:: What you are asked to do ::
Arrange every one of the records below as a Markdown table with two columns, Row and Line, giving each non-blank line its own numbered row. Leave the pictures out of the table.

:: Records for this exercise ::
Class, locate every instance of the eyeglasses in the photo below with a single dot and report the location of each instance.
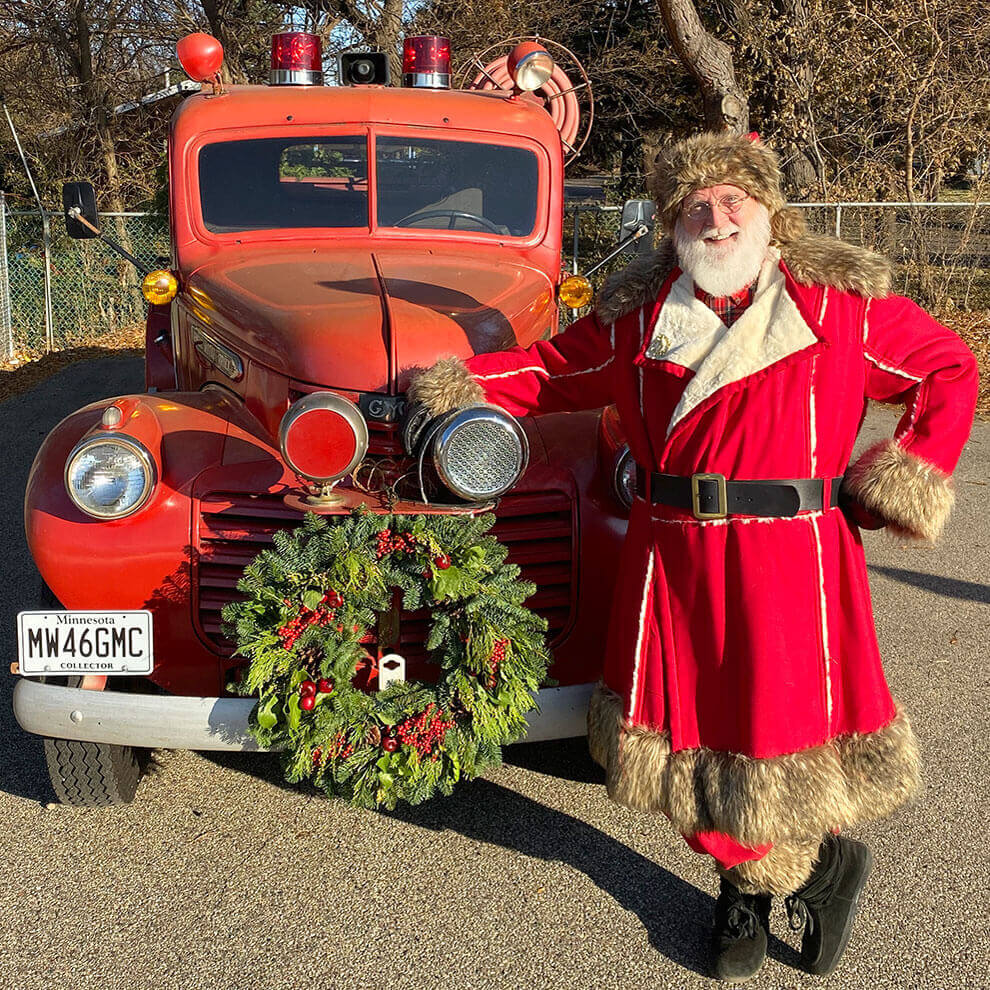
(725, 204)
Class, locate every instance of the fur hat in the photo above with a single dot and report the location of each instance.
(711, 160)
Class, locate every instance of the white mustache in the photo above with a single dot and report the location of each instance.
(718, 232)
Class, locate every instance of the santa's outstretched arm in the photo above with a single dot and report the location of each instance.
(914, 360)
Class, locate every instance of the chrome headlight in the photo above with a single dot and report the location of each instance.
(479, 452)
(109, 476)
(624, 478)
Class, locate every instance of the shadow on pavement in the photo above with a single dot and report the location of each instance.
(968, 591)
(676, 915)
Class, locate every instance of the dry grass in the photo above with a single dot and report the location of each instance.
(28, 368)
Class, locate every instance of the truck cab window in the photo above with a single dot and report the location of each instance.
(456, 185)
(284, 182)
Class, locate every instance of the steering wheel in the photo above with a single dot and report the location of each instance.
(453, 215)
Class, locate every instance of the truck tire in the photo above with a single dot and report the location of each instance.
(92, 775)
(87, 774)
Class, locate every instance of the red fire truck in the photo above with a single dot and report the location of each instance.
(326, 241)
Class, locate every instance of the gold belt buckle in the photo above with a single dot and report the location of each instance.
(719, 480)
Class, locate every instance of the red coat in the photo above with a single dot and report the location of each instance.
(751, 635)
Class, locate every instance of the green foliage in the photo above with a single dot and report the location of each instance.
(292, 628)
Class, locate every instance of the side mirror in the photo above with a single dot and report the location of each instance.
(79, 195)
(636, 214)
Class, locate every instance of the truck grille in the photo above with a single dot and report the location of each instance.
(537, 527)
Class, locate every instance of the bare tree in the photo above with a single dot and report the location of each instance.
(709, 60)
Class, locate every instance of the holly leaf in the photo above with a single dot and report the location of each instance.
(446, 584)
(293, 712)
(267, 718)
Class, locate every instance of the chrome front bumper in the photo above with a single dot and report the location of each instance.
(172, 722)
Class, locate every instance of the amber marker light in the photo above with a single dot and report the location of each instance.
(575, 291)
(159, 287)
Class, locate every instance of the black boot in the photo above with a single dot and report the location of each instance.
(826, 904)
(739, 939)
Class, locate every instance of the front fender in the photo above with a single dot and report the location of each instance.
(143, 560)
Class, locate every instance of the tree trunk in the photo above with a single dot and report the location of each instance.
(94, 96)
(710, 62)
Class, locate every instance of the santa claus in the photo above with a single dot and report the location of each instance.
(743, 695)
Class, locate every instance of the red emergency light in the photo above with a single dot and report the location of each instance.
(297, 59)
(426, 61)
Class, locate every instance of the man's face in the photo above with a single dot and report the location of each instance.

:: Answer in full ::
| Row | Line |
|---|---|
| 1 | Class, locate every instance of the eyeglasses in the photo below with a single dot and report the location of each instance. |
| 2 | (725, 204) |
| 3 | Class, locate every instance of the fur hat in the photo above with a single dot and report the location of each instance. |
| 4 | (711, 160) |
| 5 | Class, locate every instance of the white mustache in the photo above with a single dot and report the location of each instance. |
| 6 | (718, 232) |
| 7 | Class, locate every instance of the santa's outstretched arm in the photo above with a single dot and report the location of each instance. |
| 8 | (914, 360) |
| 9 | Class, locate every instance of the chrome headlight in the photo above with a single dot and report the location of each instance. |
| 10 | (479, 452) |
| 11 | (109, 476) |
| 12 | (624, 478) |
| 13 | Class, locate every instance of the shadow on pavement in the photo above with a single dot and report the location of each instance. |
| 14 | (968, 591) |
| 15 | (676, 915) |
| 16 | Class, locate every instance of the dry grass in the photo above with a single dot and report the location of each instance. |
| 17 | (28, 368) |
| 18 | Class, locate every instance of the truck cab window in the photo above with a single dot and report the location of each instance. |
| 19 | (456, 185) |
| 20 | (284, 182) |
| 21 | Class, locate every instance of the steering wheel in the photo above with a single dot and report the location of each instance. |
| 22 | (453, 215) |
| 23 | Class, locate every instance of the truck tire in the photo above with a single dot and report the location of each instance. |
| 24 | (92, 775) |
| 25 | (87, 774) |
| 26 | Class, locate every instance of the red fire truck in the photo above with a single dot and report the location of each instance. |
| 27 | (326, 241) |
| 28 | Class, locate every instance of the gold belt buckle in the photo above with a single dot and report the location of each instance. |
| 29 | (719, 480) |
| 30 | Class, locate every instance of the red coat in the photo above with a single dot and report the location of each instance. |
| 31 | (751, 635) |
| 32 | Class, locate every instance of the green foliage in the photo above with a single dot and report the location of each instance. |
| 33 | (292, 628) |
| 34 | Class, locate every instance of the side mirror in the photo above with a single dot and report the location of each instance. |
| 35 | (79, 195) |
| 36 | (636, 214) |
| 37 | Class, locate every instance of the truck grille in the photo above with a single dot and report the location of each instance. |
| 38 | (537, 527) |
| 39 | Class, locate every instance of the bare tree in the photo above with a single dot and report the location of each instance. |
| 40 | (709, 60) |
| 41 | Class, locate every instance of the holly leaf in the photo above with a single dot and report the location of each instance. |
| 42 | (446, 584) |
| 43 | (293, 712) |
| 44 | (267, 718) |
| 45 | Class, locate every instance of the chrome front bumper in the photo above with a single dot and report the location of each instance. |
| 46 | (172, 722) |
| 47 | Class, locate every instance of the amber marker light in the photo above with a single dot and report the location of each instance. |
| 48 | (575, 291) |
| 49 | (159, 287) |
| 50 | Class, locate every instance of the black boot in the photo above with a single dot and report the location of each instance. |
| 51 | (826, 904) |
| 52 | (739, 939) |
| 53 | Class, locate every instance of the front fender in the photo above with a single dot and report the location of each instance. |
| 54 | (143, 560) |
| 55 | Class, locate every instance of the tree trunk in the photo above with a single dot and report the location of each instance. |
| 56 | (94, 96) |
| 57 | (710, 62) |
| 58 | Class, locate every instance of the santa claus in the photo above with a single dot and report the location of each instance. |
| 59 | (743, 695) |
| 60 | Class, locate every instance of the red emergency light in the photo above with a single dot and report the location of each instance. |
| 61 | (297, 59) |
| 62 | (426, 61) |
| 63 | Class, locate every instance of the man's face in the photo above with a single dot and report the location of each instance. |